Dataset items
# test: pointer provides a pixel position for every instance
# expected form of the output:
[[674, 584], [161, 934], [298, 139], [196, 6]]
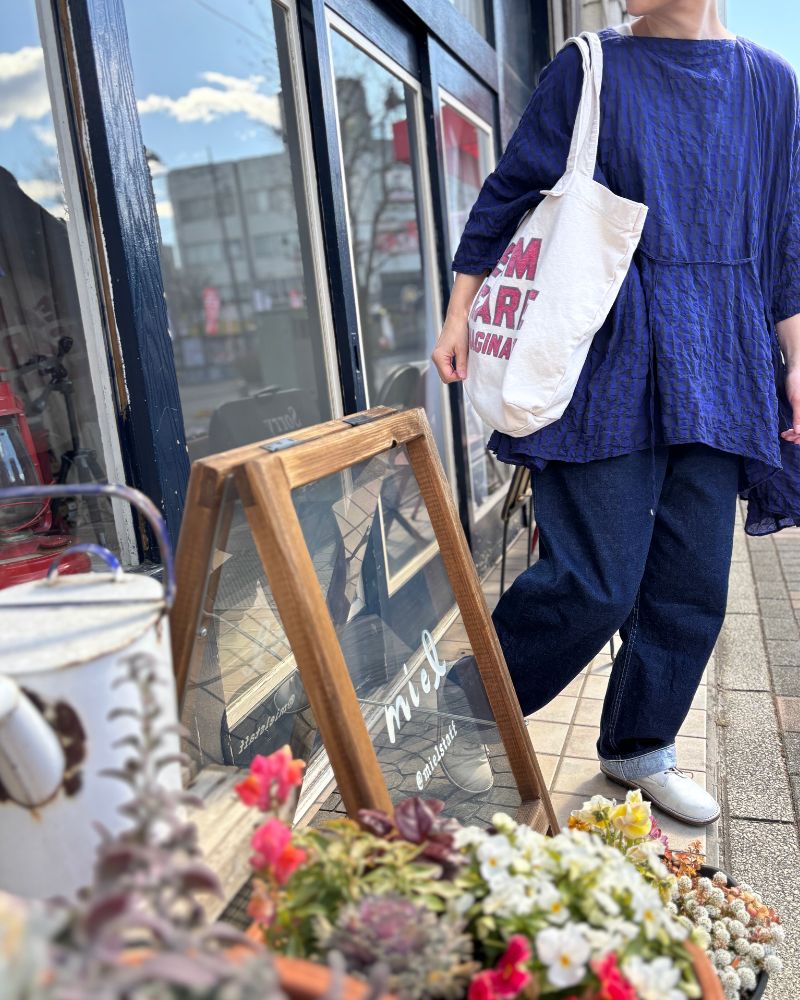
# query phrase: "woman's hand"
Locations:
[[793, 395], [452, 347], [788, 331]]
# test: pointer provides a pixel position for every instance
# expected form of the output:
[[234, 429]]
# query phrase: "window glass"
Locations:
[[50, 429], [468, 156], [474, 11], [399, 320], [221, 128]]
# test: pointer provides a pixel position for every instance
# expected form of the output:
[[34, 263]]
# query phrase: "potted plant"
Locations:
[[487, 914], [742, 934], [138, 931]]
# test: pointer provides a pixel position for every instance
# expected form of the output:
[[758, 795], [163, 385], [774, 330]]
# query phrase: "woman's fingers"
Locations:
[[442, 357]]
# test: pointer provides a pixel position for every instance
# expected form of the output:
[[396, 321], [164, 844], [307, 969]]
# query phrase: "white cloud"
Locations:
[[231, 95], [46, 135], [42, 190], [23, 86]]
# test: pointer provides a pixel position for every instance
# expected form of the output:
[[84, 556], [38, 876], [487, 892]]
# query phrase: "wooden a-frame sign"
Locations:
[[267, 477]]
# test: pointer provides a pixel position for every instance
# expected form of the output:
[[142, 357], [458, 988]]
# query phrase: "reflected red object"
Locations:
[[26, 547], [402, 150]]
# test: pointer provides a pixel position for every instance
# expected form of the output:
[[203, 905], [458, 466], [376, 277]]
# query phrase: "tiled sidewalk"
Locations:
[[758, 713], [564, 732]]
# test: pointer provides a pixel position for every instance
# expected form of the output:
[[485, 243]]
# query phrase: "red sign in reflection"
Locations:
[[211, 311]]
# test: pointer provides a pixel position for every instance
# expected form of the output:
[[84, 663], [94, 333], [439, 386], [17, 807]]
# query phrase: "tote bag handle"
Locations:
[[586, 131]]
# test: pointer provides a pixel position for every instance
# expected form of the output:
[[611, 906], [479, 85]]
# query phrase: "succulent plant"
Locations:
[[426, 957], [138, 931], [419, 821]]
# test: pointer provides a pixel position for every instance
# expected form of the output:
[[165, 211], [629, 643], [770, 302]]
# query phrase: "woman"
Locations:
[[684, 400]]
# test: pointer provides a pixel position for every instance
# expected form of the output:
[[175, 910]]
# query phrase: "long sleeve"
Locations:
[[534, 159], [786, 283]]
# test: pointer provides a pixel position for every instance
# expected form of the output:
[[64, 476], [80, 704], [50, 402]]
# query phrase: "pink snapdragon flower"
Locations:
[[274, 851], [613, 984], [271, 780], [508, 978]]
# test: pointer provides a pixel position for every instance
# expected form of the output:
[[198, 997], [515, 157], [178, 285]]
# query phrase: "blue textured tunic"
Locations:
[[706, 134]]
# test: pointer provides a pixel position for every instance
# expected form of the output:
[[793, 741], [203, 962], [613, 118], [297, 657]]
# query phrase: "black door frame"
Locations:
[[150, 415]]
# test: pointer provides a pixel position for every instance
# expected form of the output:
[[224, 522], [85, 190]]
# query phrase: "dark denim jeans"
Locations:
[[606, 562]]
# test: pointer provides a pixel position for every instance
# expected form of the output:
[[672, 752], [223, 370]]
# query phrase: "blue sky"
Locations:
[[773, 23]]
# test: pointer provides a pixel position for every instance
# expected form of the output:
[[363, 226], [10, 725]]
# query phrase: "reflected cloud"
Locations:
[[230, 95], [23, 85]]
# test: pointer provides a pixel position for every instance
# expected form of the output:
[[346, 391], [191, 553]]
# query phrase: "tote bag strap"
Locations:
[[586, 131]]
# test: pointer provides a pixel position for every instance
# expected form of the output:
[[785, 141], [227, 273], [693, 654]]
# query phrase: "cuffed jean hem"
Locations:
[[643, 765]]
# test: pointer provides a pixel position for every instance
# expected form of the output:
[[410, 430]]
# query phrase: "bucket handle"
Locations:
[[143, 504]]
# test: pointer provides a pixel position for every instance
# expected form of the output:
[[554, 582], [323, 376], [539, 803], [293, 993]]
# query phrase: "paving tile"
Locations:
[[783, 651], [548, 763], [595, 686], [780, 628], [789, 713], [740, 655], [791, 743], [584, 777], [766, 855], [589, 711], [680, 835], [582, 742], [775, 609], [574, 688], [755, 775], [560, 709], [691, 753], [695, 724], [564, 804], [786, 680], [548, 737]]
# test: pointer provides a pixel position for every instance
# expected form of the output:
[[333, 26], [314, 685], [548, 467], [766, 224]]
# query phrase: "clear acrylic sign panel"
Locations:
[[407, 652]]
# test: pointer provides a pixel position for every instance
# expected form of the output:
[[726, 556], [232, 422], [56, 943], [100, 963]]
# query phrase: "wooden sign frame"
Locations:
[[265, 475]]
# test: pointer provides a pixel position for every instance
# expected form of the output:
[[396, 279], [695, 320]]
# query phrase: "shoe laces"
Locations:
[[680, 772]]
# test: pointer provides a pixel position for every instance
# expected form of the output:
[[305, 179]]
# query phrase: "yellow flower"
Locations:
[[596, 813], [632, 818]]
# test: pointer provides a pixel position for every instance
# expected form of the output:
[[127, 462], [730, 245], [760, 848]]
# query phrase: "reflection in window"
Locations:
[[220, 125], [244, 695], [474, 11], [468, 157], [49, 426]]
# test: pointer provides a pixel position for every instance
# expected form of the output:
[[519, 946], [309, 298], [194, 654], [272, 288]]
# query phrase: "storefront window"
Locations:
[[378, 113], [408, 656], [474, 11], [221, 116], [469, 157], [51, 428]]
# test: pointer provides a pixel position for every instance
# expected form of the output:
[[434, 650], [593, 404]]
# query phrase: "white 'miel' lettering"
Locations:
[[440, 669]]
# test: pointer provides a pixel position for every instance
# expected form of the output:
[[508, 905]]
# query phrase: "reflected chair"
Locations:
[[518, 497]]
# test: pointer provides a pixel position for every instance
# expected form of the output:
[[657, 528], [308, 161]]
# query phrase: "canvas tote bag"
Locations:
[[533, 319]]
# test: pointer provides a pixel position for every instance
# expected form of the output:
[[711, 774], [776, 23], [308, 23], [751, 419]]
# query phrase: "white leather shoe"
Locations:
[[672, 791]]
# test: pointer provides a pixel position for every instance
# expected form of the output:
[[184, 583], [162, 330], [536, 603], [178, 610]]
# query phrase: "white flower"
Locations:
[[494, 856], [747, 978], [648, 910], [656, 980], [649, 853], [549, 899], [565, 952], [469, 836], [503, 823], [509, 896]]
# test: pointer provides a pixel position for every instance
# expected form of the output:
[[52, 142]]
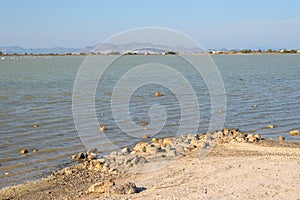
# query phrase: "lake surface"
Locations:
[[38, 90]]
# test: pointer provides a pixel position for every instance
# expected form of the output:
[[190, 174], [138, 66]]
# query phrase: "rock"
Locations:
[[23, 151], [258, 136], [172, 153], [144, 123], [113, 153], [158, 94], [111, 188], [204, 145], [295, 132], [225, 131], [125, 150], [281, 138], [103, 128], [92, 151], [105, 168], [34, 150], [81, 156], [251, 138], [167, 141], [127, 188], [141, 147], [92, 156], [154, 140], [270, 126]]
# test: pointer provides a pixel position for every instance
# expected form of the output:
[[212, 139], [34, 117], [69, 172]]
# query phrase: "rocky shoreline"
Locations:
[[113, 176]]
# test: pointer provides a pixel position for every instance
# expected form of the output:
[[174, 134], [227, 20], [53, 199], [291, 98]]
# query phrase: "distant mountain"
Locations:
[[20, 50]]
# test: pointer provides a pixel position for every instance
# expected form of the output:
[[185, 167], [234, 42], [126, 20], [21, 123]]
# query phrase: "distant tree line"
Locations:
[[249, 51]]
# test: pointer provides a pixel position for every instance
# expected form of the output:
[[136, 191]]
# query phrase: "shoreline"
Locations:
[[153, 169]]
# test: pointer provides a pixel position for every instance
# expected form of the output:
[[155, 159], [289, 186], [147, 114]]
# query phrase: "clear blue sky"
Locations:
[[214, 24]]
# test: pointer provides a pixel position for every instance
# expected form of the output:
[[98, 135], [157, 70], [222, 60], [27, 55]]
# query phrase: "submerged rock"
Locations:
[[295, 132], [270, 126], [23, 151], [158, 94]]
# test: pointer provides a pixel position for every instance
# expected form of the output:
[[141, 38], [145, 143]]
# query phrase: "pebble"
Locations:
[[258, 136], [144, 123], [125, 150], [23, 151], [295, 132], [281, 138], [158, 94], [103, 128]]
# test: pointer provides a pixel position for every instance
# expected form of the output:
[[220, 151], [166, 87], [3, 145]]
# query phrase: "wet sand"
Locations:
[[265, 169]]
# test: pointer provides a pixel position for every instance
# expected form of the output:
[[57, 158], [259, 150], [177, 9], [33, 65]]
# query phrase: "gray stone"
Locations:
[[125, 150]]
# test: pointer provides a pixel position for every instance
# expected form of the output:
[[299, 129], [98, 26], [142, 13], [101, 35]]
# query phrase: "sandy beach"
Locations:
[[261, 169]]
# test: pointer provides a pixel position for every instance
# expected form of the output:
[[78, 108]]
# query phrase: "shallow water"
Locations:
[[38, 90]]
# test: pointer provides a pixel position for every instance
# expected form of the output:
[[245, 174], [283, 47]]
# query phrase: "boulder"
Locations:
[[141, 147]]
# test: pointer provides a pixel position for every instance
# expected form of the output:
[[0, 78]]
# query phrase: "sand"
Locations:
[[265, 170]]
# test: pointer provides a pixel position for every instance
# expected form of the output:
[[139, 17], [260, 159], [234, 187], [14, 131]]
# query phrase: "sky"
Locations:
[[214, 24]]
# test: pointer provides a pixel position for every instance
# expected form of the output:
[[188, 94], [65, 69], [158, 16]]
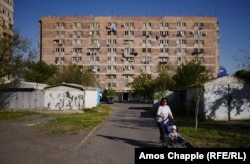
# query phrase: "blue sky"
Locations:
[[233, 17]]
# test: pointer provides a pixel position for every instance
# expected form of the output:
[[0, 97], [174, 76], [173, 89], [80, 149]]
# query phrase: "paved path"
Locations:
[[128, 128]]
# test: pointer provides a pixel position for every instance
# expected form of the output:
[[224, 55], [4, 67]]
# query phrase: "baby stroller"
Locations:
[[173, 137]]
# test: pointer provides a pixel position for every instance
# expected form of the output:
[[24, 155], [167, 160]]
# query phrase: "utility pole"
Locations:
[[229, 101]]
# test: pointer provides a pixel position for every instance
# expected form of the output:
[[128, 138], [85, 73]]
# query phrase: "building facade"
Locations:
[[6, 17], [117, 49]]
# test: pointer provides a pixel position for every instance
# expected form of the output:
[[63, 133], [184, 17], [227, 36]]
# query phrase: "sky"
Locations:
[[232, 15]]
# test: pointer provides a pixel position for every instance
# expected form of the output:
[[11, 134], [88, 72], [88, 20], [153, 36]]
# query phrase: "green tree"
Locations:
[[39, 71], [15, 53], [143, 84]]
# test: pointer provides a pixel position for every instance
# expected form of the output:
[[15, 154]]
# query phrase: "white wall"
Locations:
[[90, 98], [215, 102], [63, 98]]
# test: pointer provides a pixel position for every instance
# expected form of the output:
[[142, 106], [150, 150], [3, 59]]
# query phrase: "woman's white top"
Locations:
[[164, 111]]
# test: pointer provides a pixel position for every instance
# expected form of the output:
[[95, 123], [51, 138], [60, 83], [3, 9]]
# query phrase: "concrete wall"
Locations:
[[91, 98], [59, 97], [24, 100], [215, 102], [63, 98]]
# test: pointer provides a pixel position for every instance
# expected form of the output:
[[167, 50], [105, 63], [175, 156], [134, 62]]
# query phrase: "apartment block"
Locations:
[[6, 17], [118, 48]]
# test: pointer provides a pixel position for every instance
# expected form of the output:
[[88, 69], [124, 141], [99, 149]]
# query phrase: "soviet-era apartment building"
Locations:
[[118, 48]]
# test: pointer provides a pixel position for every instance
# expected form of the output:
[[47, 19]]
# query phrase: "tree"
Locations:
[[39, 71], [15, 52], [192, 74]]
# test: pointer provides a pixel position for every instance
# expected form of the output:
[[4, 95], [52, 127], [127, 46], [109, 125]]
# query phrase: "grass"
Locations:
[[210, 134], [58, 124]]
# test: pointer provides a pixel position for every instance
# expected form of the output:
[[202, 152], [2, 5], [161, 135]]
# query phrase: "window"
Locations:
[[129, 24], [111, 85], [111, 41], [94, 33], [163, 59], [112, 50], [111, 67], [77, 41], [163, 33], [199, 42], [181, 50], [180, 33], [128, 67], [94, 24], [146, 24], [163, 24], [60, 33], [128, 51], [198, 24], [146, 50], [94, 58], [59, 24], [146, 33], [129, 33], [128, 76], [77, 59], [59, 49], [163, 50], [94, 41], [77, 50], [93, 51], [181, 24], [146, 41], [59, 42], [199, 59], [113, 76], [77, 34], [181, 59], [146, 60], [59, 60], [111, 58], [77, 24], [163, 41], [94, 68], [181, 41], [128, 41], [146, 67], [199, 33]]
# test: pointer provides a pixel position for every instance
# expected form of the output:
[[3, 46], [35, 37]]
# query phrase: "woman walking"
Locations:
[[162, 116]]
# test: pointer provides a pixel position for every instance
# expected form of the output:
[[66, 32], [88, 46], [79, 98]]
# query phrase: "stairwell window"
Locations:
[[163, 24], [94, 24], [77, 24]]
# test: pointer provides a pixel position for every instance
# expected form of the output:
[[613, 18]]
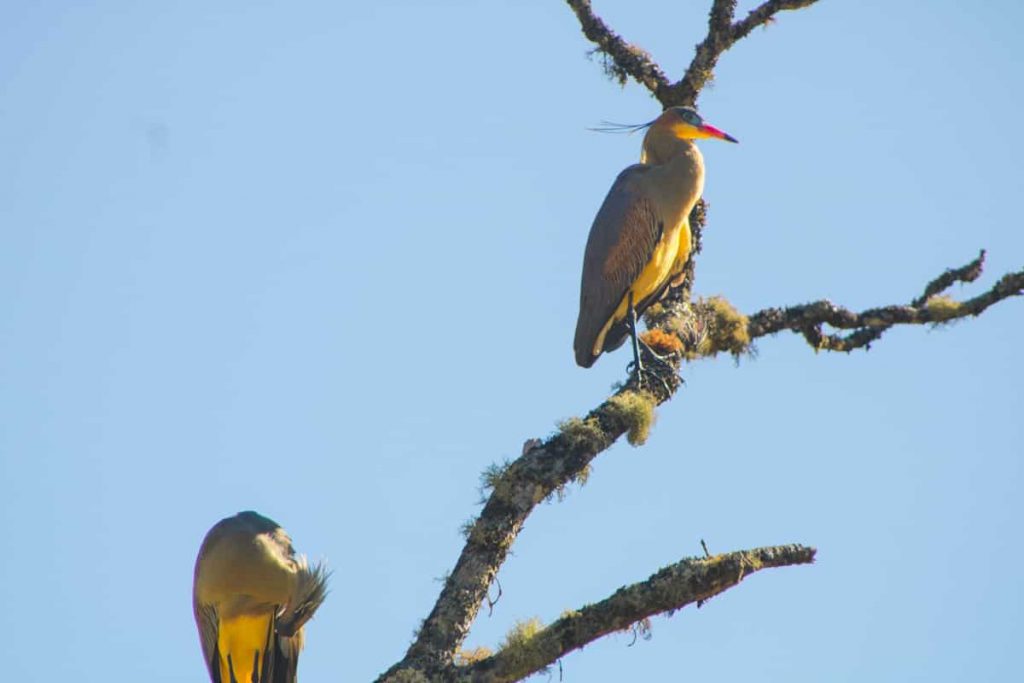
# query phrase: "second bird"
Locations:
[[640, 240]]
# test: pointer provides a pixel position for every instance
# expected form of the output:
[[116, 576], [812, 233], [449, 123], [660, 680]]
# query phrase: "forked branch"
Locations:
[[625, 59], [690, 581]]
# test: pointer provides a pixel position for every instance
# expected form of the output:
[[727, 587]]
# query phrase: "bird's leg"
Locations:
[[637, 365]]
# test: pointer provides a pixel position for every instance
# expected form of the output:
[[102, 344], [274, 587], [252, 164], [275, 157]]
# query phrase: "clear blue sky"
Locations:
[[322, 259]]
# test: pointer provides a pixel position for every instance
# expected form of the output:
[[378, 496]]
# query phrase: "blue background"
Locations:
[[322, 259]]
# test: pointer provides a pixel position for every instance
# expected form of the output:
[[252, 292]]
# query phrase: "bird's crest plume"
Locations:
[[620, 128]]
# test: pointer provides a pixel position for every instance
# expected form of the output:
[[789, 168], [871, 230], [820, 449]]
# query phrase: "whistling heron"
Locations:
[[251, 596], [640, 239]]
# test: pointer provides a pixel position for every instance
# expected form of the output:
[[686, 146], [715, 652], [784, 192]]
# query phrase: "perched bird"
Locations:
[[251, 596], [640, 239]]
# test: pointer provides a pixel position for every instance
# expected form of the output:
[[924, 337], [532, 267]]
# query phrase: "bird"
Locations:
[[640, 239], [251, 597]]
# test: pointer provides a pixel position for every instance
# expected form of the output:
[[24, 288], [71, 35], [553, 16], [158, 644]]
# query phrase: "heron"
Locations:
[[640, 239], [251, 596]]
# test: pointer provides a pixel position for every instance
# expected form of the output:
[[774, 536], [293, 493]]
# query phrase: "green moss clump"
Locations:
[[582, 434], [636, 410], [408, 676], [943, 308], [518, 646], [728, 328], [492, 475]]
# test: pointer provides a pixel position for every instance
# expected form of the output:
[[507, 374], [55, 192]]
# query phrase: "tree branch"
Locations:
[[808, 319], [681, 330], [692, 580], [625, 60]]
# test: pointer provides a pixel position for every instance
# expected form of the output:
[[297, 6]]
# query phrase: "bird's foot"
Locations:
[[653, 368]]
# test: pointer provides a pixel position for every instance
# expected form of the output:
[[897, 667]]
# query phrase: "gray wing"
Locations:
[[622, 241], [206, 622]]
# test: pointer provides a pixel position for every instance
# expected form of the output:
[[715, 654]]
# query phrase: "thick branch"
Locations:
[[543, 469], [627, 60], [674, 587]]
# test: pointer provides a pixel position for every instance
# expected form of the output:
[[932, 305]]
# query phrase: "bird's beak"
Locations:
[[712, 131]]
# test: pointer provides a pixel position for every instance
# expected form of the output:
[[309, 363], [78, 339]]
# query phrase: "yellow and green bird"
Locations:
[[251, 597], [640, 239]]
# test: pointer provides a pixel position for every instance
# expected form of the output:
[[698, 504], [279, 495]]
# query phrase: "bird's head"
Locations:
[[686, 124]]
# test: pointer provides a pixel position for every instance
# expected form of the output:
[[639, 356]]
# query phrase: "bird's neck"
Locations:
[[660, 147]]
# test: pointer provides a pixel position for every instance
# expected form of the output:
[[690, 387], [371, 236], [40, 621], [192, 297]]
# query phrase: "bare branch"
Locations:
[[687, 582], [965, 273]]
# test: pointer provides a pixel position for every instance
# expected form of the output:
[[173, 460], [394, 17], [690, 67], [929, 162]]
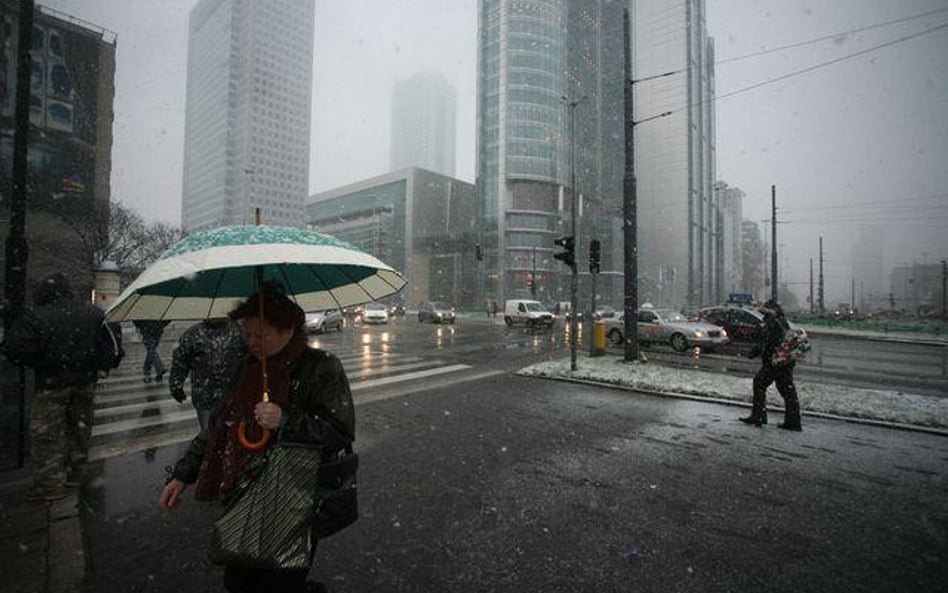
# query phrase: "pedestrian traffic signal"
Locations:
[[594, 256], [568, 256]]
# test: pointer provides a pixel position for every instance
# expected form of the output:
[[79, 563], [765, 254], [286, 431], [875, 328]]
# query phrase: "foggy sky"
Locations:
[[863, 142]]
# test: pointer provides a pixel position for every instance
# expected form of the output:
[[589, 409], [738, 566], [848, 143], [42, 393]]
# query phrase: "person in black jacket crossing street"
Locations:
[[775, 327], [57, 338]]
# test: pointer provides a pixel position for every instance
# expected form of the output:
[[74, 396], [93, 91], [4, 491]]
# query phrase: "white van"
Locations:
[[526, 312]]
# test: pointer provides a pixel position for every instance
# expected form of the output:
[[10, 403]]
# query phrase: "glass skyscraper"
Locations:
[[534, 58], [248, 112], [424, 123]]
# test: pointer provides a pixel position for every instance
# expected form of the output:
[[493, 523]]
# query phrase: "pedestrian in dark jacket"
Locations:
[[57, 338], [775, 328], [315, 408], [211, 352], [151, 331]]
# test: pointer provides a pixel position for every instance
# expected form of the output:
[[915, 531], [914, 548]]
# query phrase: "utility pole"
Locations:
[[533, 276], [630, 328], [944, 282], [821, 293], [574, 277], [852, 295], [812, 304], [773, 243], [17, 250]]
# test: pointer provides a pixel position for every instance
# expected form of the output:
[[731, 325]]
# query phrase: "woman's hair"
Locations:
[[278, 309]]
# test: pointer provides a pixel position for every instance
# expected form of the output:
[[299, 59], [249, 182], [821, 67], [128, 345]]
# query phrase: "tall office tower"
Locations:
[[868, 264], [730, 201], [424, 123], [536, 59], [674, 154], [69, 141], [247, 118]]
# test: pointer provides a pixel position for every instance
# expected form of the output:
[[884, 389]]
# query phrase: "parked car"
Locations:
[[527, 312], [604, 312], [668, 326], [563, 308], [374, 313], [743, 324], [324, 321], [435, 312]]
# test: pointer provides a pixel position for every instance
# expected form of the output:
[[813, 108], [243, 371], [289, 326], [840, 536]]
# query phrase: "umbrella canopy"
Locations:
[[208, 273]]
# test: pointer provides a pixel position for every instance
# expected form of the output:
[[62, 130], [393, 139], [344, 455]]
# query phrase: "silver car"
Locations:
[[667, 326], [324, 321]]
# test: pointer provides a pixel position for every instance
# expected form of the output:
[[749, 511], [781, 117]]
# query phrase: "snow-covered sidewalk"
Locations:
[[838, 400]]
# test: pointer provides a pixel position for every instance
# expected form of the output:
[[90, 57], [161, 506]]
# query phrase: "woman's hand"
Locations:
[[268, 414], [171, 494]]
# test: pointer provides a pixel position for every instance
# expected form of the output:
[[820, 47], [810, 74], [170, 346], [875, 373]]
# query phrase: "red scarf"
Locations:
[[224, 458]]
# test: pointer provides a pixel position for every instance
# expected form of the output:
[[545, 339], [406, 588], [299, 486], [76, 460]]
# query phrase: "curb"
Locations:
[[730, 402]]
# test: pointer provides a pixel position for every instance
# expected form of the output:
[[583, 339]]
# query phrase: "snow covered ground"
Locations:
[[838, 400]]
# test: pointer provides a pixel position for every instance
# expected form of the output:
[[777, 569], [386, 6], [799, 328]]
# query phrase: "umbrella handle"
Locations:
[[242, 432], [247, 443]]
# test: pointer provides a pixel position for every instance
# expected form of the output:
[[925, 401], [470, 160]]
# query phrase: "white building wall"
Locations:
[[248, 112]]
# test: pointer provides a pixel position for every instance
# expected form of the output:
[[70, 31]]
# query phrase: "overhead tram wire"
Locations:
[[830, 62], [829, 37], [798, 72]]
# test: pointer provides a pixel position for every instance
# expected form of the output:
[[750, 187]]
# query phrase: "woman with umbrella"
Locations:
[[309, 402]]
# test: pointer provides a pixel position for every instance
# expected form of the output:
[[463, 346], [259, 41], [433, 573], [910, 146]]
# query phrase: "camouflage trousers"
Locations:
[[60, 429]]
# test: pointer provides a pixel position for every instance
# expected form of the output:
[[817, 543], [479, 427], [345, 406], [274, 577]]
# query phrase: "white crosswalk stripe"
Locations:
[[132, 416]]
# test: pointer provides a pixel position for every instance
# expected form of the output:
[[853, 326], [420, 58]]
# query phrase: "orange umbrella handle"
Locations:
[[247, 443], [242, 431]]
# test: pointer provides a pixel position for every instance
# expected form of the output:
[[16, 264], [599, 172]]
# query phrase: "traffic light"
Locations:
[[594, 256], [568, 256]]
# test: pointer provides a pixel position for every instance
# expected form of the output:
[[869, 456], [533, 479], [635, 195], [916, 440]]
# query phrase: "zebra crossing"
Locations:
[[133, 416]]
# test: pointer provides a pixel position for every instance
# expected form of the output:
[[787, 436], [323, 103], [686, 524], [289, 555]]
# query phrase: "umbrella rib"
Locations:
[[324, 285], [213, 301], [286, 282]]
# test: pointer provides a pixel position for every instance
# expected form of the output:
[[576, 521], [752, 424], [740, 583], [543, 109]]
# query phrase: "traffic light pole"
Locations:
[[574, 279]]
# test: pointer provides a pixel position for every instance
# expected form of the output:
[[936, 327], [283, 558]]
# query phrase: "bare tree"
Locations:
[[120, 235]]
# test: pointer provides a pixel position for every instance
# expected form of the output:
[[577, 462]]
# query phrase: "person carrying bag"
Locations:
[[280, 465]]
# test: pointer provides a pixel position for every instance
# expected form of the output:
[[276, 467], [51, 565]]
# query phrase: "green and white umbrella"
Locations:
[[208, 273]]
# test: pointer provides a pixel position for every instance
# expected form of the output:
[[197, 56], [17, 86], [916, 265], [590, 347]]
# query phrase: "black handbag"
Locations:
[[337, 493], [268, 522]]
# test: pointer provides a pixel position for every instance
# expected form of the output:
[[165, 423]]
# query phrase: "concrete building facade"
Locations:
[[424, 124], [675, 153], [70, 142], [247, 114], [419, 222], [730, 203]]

> WHAT IS NEEDED
Rewrite the listing from its first line through the line containing "[[231, 95], [46, 135], [42, 190], [23, 86]]", changing "query phrase" to "search term" and keeping everything else the same. Omit the pictures from your answer.

> OUTPUT FOR THIS TASK
# test: pointer provides a pixel position for every instance
# expected form of the output:
[[674, 584], [161, 934], [298, 139], [196, 6]]
# search term: "woman's hand"
Locations:
[[793, 395], [452, 347], [788, 331]]
# test: pointer provides a pixel position for every instance
# expected form of the output:
[[234, 429]]
# search term: "window glass"
Locations:
[[50, 429], [468, 156], [474, 11], [399, 320], [221, 128]]
# test: pointer provides a pixel position for every instance
# expected form of the output:
[[34, 263]]
# search term: "potted plant"
Locations:
[[487, 914], [742, 934], [138, 931]]
# test: pointer provides a pixel position for every instance
# expected form of the output:
[[758, 795], [163, 385], [774, 330]]
# search term: "woman's fingers"
Locations:
[[442, 357]]
# test: pointer provides a pixel position for every instance
# expected form of the output:
[[396, 321], [164, 844], [307, 969]]
# search term: "white cloud"
Locations:
[[231, 95], [46, 135], [42, 190], [23, 86]]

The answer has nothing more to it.